- [EXERCISE DIRECTIONS]
Pictures do not belong in the copy; retype the records below exactly.

- [Entries taken from a collection]
------------------------
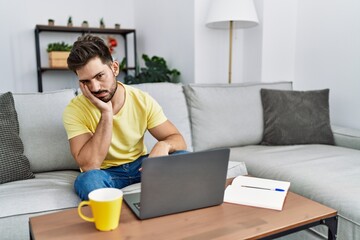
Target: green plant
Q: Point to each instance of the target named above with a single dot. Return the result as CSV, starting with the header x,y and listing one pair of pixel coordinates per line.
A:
x,y
156,70
58,46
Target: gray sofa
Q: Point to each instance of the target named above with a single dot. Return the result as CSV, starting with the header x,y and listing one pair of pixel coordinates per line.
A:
x,y
209,116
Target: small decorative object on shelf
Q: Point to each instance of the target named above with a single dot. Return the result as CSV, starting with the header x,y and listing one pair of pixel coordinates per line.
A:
x,y
112,43
85,24
51,22
70,22
58,54
102,23
155,70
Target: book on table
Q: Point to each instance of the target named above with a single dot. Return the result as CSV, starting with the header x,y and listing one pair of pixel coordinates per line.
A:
x,y
257,192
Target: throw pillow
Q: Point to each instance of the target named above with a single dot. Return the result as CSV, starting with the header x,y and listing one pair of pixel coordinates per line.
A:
x,y
296,117
14,165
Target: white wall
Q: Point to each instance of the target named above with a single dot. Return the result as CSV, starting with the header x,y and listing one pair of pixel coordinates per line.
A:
x,y
328,55
165,28
17,23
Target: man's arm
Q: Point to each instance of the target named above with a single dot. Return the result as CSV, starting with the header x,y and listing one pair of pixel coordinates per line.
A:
x,y
169,139
90,150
------------------------
- [SOLUTION FOR THIS EXERCISE]
Target: green plant
Q: Point to each instance of the target named above with a single dot. Return the result as CSV, starting with the header x,y and listing one pair of pixel coordinates per line.
A:
x,y
156,70
58,46
Target: gray sofa
Q: Point to each instance of the target named above with a single dot. Return the result as CSV, starting with the header x,y and listing one pair of pixel coordinates per line.
A:
x,y
209,116
Target: small decorative object on shelf
Q: Point to each instance of the target named above with a single dot. Return the result as CSV, starting with the header x,y and listing one pair of pixel coordinates per line.
A:
x,y
112,43
85,24
51,22
70,22
58,54
102,23
155,70
Target: book on table
Q: Point to each instance of the target named above with a single dot. Return the result as CSV, starting with the header x,y and listing one pair of pixel coordinates per line.
A:
x,y
257,192
Target: throw pillow
Q: Point to each instance of the target named above with a single dot. Return the result as CSV, starting with the header x,y and listing one pair of pixel coordinates per line.
A:
x,y
296,117
14,165
Target: white wall
Q: Point to each instance of the target named above with a single dot. Return the result as CSV, starting with the header x,y and listing one pair of pixel coordinates per line.
A:
x,y
328,55
165,28
17,23
Target: man's arm
Q: Point to each instance of the target named above with a single dot. Return the result as CSV, starting with the header x,y and listing one pair of pixel coordinates per line.
A:
x,y
169,139
90,150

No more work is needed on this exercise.